YOUR GOAL –
Rewrite the data below, changing every "bounding box" to "outline box" and leaving all else untouched.

MATERIAL FOR THE TASK –
§ §

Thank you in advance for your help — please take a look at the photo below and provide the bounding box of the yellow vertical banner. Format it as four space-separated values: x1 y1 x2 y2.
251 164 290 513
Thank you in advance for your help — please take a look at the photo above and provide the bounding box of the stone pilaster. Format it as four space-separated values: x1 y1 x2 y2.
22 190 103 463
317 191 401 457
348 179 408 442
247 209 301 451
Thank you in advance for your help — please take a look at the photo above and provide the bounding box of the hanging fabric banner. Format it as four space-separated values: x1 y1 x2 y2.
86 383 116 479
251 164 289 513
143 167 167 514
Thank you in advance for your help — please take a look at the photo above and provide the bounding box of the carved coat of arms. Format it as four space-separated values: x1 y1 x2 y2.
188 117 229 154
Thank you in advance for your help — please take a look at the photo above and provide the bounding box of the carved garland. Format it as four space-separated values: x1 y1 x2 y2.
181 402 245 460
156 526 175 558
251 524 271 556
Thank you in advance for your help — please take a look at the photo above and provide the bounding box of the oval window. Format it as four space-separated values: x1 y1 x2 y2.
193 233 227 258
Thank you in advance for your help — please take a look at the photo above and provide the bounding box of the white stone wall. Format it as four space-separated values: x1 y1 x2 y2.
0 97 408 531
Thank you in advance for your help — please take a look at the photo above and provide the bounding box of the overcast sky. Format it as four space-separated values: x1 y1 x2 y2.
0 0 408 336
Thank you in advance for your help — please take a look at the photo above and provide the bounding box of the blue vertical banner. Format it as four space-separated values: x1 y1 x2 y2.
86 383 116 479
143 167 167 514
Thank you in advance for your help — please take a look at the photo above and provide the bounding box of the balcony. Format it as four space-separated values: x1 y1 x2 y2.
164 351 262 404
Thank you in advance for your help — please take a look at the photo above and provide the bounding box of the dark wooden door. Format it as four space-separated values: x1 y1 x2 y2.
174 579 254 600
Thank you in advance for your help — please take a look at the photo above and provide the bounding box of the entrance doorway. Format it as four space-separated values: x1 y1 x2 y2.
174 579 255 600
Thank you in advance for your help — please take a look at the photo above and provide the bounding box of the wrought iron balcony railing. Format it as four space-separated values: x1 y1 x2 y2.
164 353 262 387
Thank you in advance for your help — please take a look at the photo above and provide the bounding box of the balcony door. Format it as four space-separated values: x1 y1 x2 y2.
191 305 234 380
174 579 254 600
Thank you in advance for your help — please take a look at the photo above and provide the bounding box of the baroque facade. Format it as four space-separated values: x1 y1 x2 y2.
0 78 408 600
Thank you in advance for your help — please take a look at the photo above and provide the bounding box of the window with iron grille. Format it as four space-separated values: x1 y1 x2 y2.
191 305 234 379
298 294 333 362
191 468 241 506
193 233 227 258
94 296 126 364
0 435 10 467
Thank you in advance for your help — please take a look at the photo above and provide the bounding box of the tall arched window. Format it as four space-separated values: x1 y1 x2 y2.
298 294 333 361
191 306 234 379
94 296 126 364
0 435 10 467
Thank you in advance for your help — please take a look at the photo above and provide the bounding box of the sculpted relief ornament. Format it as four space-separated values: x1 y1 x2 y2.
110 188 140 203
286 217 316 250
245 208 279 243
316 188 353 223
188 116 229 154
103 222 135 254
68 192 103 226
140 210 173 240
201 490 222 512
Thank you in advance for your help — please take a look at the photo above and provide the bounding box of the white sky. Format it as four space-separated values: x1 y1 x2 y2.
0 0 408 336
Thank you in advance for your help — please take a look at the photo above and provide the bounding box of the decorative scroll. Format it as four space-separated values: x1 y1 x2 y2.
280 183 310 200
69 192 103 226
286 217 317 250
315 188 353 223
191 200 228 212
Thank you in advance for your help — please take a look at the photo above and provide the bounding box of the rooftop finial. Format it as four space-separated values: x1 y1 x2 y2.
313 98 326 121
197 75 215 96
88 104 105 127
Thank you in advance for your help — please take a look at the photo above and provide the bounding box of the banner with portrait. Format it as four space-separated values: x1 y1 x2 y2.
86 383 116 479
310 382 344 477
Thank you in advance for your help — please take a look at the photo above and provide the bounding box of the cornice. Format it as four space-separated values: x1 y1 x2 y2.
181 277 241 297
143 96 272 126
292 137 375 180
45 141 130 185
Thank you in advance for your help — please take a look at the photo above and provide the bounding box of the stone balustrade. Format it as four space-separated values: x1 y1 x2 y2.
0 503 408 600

§ §

TASK ANSWER –
Thank you in advance for your help — please take a look at the photo below and provide the outline box of the yellow vertical banner. Format it as four space-separated values: x1 y1 x2 y2.
251 164 290 513
Thank you in advance for your help — please take a look at the photo above and provide the outline box of the stone pilaster. Format it as four space-separated values: x1 y1 x2 y2.
22 190 103 463
317 191 401 457
348 179 408 442
247 209 301 451
Thank you in advance for your help — please take a look at the photo above and provide the outline box of the hanging fabric banner. Format it as four space-separated values: x1 y1 x2 y2.
86 383 116 479
251 164 289 513
143 167 167 514
Thank you in advance for your help — please take a look at the photo above and provide the outline box of the carved coat of arms. Format it as four space-separated values: x1 y1 x2 y2.
188 117 229 154
Thank you in advance for your help — please take a look at the photo above and provide the outline box of the carved garland. Format it as four space-separated values: x1 y1 x2 y2.
181 402 245 460
156 526 175 558
251 524 271 556
Thank you in advance for your help — please take a look at the photo above and provide the outline box of the oval window. Format it as four space-separated values: x1 y1 x2 y2.
193 233 227 258
Thank you in advance for your help — please take a look at the photo above and provide the outline box of the white stone wall. Format it as four space-separated values: x1 y1 x2 y2.
0 97 408 531
Thank you in advance for your help — please take a look at the photo above and provide the outline box of the overcast sky. Format it as four space-separated values: x1 y1 x2 y2.
0 0 408 336
Thank you in advance for your help — please take a look at the photo above and provide the outline box of the blue vertical banner. Format it as four space-separated values: x1 y1 x2 y2.
86 383 116 479
143 167 167 514
Thank you in advance for your help — please take a look at the photo above and provide the outline box of the balcony. Format it as four space-separated values: x1 y1 x2 y2.
164 351 262 404
Thank you in advance for your help — please take a look at the photo above and provide the outline box of the dark wooden door. Format it as four space-separated values: x1 y1 x2 y2.
174 579 254 600
Thank you in advance for your help — please take a look at the photo above and provide the outline box of the entrance doorway. Format it as four space-separated values: x1 y1 x2 y2.
174 579 255 600
Thank you in advance for your help — please take a look at the photo above and provide the outline box of the wrought iron balcony railing. Format it as four space-separated values: x1 y1 x2 y2.
164 353 262 387
Thank you in advance for your help — please take a look at the photo above and provide the outline box of the balcony door. Format it as four space-separated values: x1 y1 x2 y2.
191 305 234 380
174 579 254 600
Thank you in advance for your help — please take a look at the photo above and provide the outline box of the baroque facade. Format it as four space-separated values: x1 y1 x2 y2.
0 78 408 600
Thank you in advance for your help — please take a look at the photo above and provide the outline box of the window with iron grille. Format it as four space-separated values: x1 y1 x2 y2.
191 305 234 379
298 294 333 362
191 468 241 506
193 233 227 258
94 296 126 364
0 435 10 467
Thank you in advance for your help — please take a look at the photo above and provide the outline box of the tall arched window. Format it as four space-separated values: x1 y1 x2 y2.
298 294 333 361
191 306 234 379
94 296 126 364
0 435 10 467
Thank you in advance for your help — please take a look at the photo above and provide the outline box of the sculpted relief ornament. Format it as four space-separated values: x1 y1 x2 y2.
110 188 140 203
286 217 316 250
245 208 279 243
316 188 353 223
188 116 229 154
103 222 135 254
68 192 103 226
140 210 173 240
201 490 222 512
Thank you in advance for your help — please take a look at the photo above and provide the outline box of the white sky. Format it as four space-separated values: x1 y1 x2 y2.
0 0 408 336
Thank you in advance for your help — please take a look at the photo above and provide the outline box of the decorative scroll. Format it as four space-separated values: x1 y1 x2 y2.
280 183 310 200
69 192 103 226
286 217 317 250
315 188 353 223
191 200 228 212
Thank you in advance for your help — please take a look at the photo above and provide the outline box of the rooftop finial. Format it as four space-separated values: x1 y1 x2 y2.
313 98 326 121
197 75 215 96
88 104 105 127
Thank you in advance for your help — please take a look at the photo above and provide the outline box of the banner with portrait. Format it as four space-separated values: x1 y1 x2 y2.
86 383 116 479
310 382 344 477
Thank you in advance for your help — please take a look at the photo above and provide the outline box of the cornice. Format it as four space-separated values: x1 y1 x2 y2.
181 277 241 297
143 96 272 126
292 137 375 180
45 141 130 185
Thank you in advance for your help — please take a look at the photo above and provide the outline box of the stone balustrade. Format it as four space-separated values: x1 y1 x2 y2.
0 503 408 600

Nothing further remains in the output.